Directions =
Convert the rows below into a JSON list of strings, one string per line, skipping blank lines and leaving out the pictures.

>> BEGIN Raw data

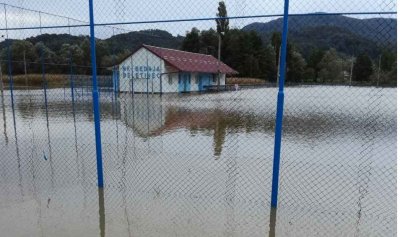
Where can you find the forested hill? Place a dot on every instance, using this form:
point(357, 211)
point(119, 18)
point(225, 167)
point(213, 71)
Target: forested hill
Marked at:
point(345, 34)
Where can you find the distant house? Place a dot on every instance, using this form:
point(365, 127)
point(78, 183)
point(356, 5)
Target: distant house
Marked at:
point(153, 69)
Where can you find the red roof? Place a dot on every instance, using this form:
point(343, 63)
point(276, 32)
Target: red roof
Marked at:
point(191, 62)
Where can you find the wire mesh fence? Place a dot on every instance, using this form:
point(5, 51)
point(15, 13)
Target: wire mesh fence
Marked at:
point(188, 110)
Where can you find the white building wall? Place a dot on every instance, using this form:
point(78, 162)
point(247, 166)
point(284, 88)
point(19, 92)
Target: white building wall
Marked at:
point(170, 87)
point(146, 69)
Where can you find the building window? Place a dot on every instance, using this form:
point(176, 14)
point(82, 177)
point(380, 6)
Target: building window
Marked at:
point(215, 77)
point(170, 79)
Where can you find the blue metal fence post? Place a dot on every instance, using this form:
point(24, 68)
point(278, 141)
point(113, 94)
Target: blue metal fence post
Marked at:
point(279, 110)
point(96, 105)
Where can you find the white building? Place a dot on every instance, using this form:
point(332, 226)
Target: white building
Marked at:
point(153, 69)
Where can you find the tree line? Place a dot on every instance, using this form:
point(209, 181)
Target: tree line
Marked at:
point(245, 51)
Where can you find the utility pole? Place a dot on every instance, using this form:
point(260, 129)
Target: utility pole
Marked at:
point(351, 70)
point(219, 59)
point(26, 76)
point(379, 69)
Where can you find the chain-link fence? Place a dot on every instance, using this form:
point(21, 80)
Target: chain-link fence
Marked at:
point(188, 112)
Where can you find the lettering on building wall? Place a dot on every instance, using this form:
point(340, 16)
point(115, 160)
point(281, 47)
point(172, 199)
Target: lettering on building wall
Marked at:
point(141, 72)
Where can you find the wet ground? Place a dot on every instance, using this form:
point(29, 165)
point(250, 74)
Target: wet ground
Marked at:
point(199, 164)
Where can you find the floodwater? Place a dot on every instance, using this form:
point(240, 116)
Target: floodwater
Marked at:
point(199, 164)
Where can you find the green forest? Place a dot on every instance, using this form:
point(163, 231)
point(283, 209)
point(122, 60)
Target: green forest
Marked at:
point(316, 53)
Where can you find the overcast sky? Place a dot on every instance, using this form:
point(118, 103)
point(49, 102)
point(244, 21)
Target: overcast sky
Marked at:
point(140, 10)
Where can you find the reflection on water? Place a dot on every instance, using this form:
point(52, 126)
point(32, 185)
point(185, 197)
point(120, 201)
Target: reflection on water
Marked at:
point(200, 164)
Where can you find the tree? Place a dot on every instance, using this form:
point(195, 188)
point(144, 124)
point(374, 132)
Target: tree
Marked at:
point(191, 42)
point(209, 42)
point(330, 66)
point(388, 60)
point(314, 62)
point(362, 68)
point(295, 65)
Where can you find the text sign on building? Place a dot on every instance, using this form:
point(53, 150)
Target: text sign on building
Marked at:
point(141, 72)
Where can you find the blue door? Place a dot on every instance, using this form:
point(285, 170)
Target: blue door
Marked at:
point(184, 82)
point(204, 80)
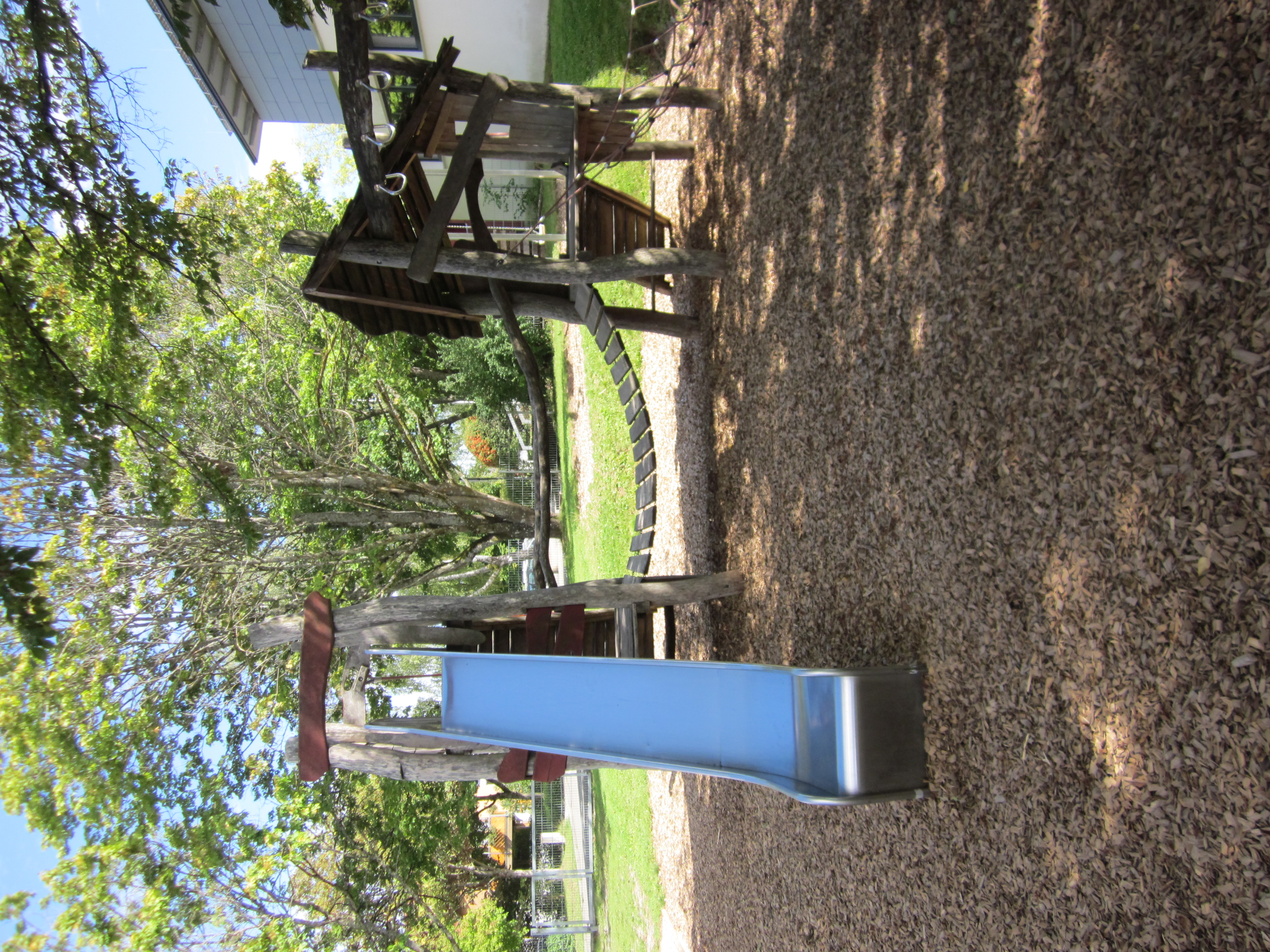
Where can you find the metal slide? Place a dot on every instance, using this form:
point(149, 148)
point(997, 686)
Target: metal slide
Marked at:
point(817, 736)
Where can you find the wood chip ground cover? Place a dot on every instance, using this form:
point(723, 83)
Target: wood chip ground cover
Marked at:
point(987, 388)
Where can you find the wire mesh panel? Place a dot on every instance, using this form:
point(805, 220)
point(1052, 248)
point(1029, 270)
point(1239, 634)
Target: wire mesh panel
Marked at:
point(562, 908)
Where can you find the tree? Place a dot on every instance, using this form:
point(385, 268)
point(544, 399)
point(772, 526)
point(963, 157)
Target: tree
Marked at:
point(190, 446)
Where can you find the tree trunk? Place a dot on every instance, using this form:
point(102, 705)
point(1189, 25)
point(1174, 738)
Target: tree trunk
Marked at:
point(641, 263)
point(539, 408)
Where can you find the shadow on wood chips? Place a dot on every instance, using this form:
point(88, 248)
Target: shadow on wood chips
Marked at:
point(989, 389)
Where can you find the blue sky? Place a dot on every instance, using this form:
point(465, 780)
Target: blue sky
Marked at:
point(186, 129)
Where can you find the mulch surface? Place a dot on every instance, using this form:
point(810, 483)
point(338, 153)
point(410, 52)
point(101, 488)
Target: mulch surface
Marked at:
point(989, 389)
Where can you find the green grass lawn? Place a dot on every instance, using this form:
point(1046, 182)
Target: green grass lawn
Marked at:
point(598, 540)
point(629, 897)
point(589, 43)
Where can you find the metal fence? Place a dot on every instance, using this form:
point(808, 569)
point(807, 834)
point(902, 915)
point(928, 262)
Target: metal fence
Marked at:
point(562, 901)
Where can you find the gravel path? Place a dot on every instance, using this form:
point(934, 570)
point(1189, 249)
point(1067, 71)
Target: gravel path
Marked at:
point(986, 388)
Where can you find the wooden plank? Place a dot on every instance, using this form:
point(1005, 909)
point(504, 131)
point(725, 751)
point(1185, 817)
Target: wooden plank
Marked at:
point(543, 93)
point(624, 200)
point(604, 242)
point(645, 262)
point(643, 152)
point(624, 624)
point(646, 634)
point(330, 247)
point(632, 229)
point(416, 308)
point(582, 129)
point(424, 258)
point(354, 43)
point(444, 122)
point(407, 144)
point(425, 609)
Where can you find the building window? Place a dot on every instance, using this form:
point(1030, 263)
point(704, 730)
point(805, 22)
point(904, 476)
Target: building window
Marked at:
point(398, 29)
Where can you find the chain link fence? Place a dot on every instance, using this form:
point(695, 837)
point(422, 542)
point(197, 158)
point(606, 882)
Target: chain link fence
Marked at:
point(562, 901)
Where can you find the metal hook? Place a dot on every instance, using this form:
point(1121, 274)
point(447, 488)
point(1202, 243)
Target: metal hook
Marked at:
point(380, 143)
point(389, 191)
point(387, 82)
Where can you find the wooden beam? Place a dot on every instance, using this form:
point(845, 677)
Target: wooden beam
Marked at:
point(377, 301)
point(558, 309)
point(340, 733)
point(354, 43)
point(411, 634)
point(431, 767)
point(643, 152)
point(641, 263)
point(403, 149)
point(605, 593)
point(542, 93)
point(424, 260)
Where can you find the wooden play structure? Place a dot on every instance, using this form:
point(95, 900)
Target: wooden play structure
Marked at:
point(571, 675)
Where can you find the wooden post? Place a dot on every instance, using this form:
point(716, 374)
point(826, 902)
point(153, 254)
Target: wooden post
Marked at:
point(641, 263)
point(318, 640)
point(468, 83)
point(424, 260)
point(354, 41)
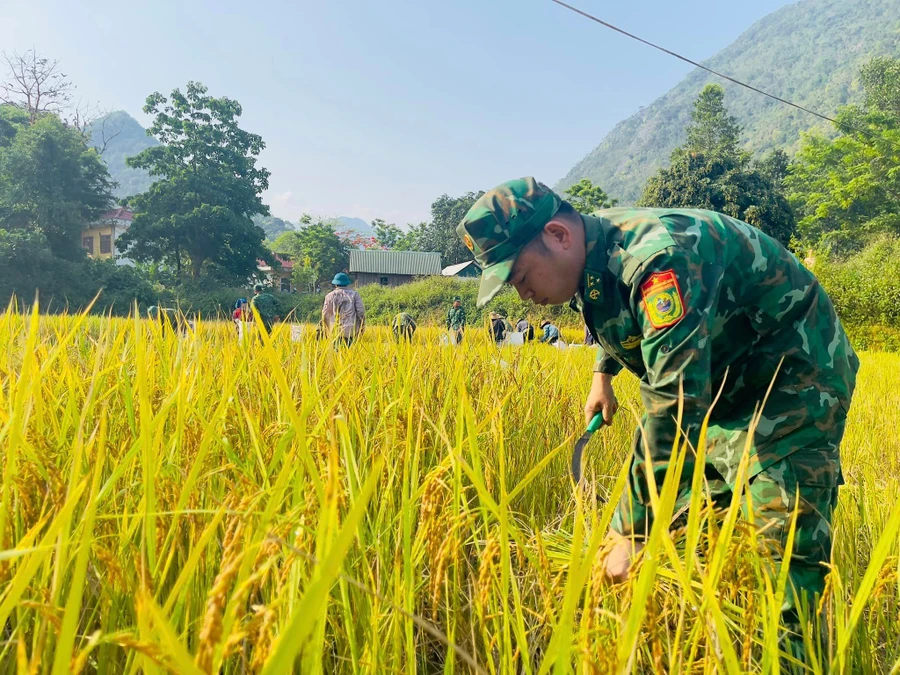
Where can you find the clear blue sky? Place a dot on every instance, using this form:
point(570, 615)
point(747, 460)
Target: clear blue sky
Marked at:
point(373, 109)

>> END Raw data

Answer to the task =
[
  "Where can you find the forested hill? Place a dot on every instance, using this form:",
  "point(357, 211)",
  "point(119, 18)",
  "point(225, 167)",
  "point(213, 71)",
  "Target: forested hill",
  "Marked at:",
  "point(345, 34)",
  "Where can you find the distant house? Place a dot on every instance, using this form:",
  "point(365, 127)",
  "point(78, 183)",
  "point(356, 5)",
  "Target: distant house",
  "Marked at:",
  "point(153, 69)",
  "Where can you find the red roof? Place a dot on every instance, using this form:",
  "point(343, 63)",
  "point(276, 32)",
  "Target: red roof",
  "Marked at:",
  "point(191, 62)",
  "Where can you find the wire mesh fence? Place a dot on every instance, using this form:",
  "point(5, 51)",
  "point(15, 13)",
  "Target: wire mesh fence",
  "Marked at:",
  "point(188, 110)",
  "Where can you find the white building wall? Place a dot on every instance, using this form:",
  "point(78, 162)",
  "point(247, 166)",
  "point(284, 88)",
  "point(19, 92)",
  "Target: white building wall",
  "Marked at:",
  "point(170, 87)",
  "point(146, 69)",
  "Where can you find the building window? Place a dot on every instance, using this form:",
  "point(176, 14)",
  "point(82, 177)",
  "point(380, 6)",
  "Target: building window",
  "Marked at:",
  "point(215, 77)",
  "point(170, 79)",
  "Where can you find the blue metal fence post? Place a dot on every instance, using this form:",
  "point(24, 68)",
  "point(278, 141)",
  "point(113, 94)",
  "Target: blue metal fence post",
  "Marked at:",
  "point(279, 110)",
  "point(96, 105)",
  "Where can you find the white building? Place a dot on every instance, using this form:",
  "point(332, 226)",
  "Target: white building",
  "Marked at:",
  "point(153, 69)",
  "Where can you find the tree line? Place a dot on every instance, using this form:",
  "point(209, 181)",
  "Target: tree line",
  "Marked at:",
  "point(245, 51)",
  "Where can you find the utility pole? Place a dot on every instance, using this form:",
  "point(260, 129)",
  "Target: utility pole",
  "Marked at:",
  "point(351, 70)",
  "point(219, 59)",
  "point(26, 76)",
  "point(379, 69)",
  "Where can you find the chain-link fence? Place a dot on every instance, using this form:",
  "point(21, 80)",
  "Target: chain-link fence",
  "Marked at:",
  "point(188, 112)",
  "Where can you find the lettering on building wall? Place a dot on every instance, using this form:",
  "point(340, 16)",
  "point(115, 160)",
  "point(281, 47)",
  "point(172, 199)",
  "Target: lettering on building wall",
  "Marked at:",
  "point(141, 72)",
  "Where can you find the wet ground? Place a dot on every instance, using this form:",
  "point(29, 165)",
  "point(250, 74)",
  "Target: wet ground",
  "Marked at:",
  "point(199, 164)",
  "Where can you find the floodwater? Place a dot on every instance, using this form:",
  "point(240, 116)",
  "Target: floodwater",
  "Marked at:",
  "point(199, 164)",
  "Where can you find the green forest? Place a dot on every instance, using this form:",
  "point(163, 231)",
  "point(283, 209)",
  "point(122, 60)",
  "Target: green forest",
  "Marked at:",
  "point(316, 53)",
  "Where can you find the overcast sky? Place a dot on every instance, using this form:",
  "point(118, 103)",
  "point(49, 102)",
  "point(244, 21)",
  "Target: overcast sky",
  "Marked at:",
  "point(140, 10)",
  "Where can you find the reflection on water? Place a dot on every instance, using this form:",
  "point(52, 126)",
  "point(32, 185)",
  "point(185, 197)",
  "point(120, 201)",
  "Target: reflection on water",
  "Marked at:",
  "point(200, 164)",
  "Where can you find the tree? Place a dot on every instance, using this form:",
  "point(195, 188)",
  "point(144, 124)",
  "point(374, 132)",
  "Target: tree",
  "Marked at:",
  "point(191, 42)",
  "point(209, 42)",
  "point(330, 66)",
  "point(388, 60)",
  "point(314, 62)",
  "point(362, 68)",
  "point(295, 65)",
  "Where can you find the text sign on building? Place a dot on every instance, using this form:",
  "point(53, 150)",
  "Target: text sign on building",
  "Marked at:",
  "point(141, 72)",
  "Where can you find the blue door? Place a dot on every instance, using this form:",
  "point(285, 170)",
  "Target: blue door",
  "Marked at:",
  "point(184, 82)",
  "point(204, 80)",
  "Where can you find the metal slide? Place a dot on every instance, using this form:",
  "point(149, 148)",
  "point(997, 686)",
  "Target: metal slide",
  "Marked at:",
  "point(817, 736)",
  "Where can you find the wood chip ground cover? Place a dot on every instance, using this form:",
  "point(723, 83)",
  "Target: wood chip ground cover",
  "Marked at:",
  "point(987, 388)",
  "Where can you find the wire mesh panel? Place a dot on every instance, using this form:",
  "point(805, 220)",
  "point(1052, 248)",
  "point(1029, 270)",
  "point(1239, 634)",
  "Target: wire mesh panel",
  "Marked at:",
  "point(562, 908)",
  "Where can you find the tree? Place a dot on every instance, using this form:",
  "point(385, 268)",
  "point(544, 399)",
  "point(772, 526)",
  "point(963, 157)",
  "Target: tree",
  "Marked at:",
  "point(190, 446)",
  "Where can you find the tree trunk? Place a dot on every instance, using this form:",
  "point(102, 705)",
  "point(1189, 25)",
  "point(1174, 738)",
  "Target: tree trunk",
  "Marked at:",
  "point(641, 263)",
  "point(539, 408)",
  "Where can you find the shadow on wood chips? Place a dot on every instance, using this form:",
  "point(88, 248)",
  "Target: shadow on wood chips",
  "Marked at:",
  "point(989, 389)",
  "Where can you find the blue sky? Place a dot on every instance, using this form:",
  "point(465, 780)",
  "Target: blue sky",
  "Marked at:",
  "point(186, 129)",
  "Where can you find the mulch surface? Place a dot on every instance, using this form:",
  "point(810, 483)",
  "point(338, 153)",
  "point(410, 52)",
  "point(101, 488)",
  "Target: mulch surface",
  "Marked at:",
  "point(989, 389)",
  "Where can you find the green grass lawn? Place a dot on every instance, using this form:",
  "point(1046, 182)",
  "Target: green grass lawn",
  "Marked at:",
  "point(598, 540)",
  "point(629, 897)",
  "point(589, 43)",
  "Where can you find the metal fence? Place a dot on every instance, using this form:",
  "point(808, 569)",
  "point(807, 834)",
  "point(902, 915)",
  "point(928, 262)",
  "Target: metal fence",
  "Marked at:",
  "point(562, 901)",
  "Where can you find the gravel path? Place a dot on every instance, using this form:",
  "point(934, 570)",
  "point(1189, 249)",
  "point(1067, 71)",
  "Target: gravel path",
  "Marked at:",
  "point(986, 388)",
  "Where can you find the wooden plank? Place a dot on every instance, using this form:",
  "point(1005, 909)",
  "point(504, 131)",
  "point(725, 751)",
  "point(1185, 817)",
  "Target: wooden plank",
  "Marked at:",
  "point(543, 93)",
  "point(624, 200)",
  "point(604, 242)",
  "point(645, 262)",
  "point(643, 152)",
  "point(624, 624)",
  "point(646, 634)",
  "point(330, 247)",
  "point(632, 229)",
  "point(416, 308)",
  "point(582, 129)",
  "point(424, 258)",
  "point(354, 43)",
  "point(444, 122)",
  "point(407, 144)",
  "point(425, 609)",
  "Where can you find the building window? Place a dot on every instance, using this form:",
  "point(1030, 263)",
  "point(704, 730)",
  "point(805, 22)",
  "point(904, 476)",
  "Target: building window",
  "Marked at:",
  "point(398, 29)",
  "Where can you find the chain link fence? Place a dot on every instance, using this form:",
  "point(695, 837)",
  "point(422, 542)",
  "point(197, 158)",
  "point(606, 882)",
  "Target: chain link fence",
  "Marked at:",
  "point(562, 901)",
  "Where can you find the metal hook? Place a dot on every instance, using this form:",
  "point(1121, 274)",
  "point(447, 488)",
  "point(1202, 243)",
  "Target: metal hook",
  "Marked at:",
  "point(380, 143)",
  "point(389, 191)",
  "point(387, 82)",
  "Where can you find the wooden beam? Place a dot on every instance, using this form:",
  "point(845, 677)",
  "Target: wooden beam",
  "Marked at:",
  "point(377, 301)",
  "point(558, 309)",
  "point(340, 733)",
  "point(354, 43)",
  "point(411, 634)",
  "point(431, 767)",
  "point(643, 152)",
  "point(641, 263)",
  "point(403, 149)",
  "point(605, 593)",
  "point(542, 93)",
  "point(424, 260)",
  "Where can you find the wooden play structure? Place a dot on every instance, using this form:",
  "point(95, 900)",
  "Target: wooden play structure",
  "Marked at:",
  "point(571, 675)",
  "Where can you find the wooden post? Place a dot on every instance, using this form:",
  "point(716, 374)",
  "point(826, 902)",
  "point(153, 254)",
  "Target: wooden post",
  "Marked at:",
  "point(641, 263)",
  "point(318, 640)",
  "point(468, 83)",
  "point(424, 260)",
  "point(354, 41)",
  "Where can you find the clear blue sky? Place a dot on every instance, using this form:",
  "point(570, 615)",
  "point(747, 460)",
  "Target: clear blue sky",
  "Marked at:",
  "point(373, 109)"
]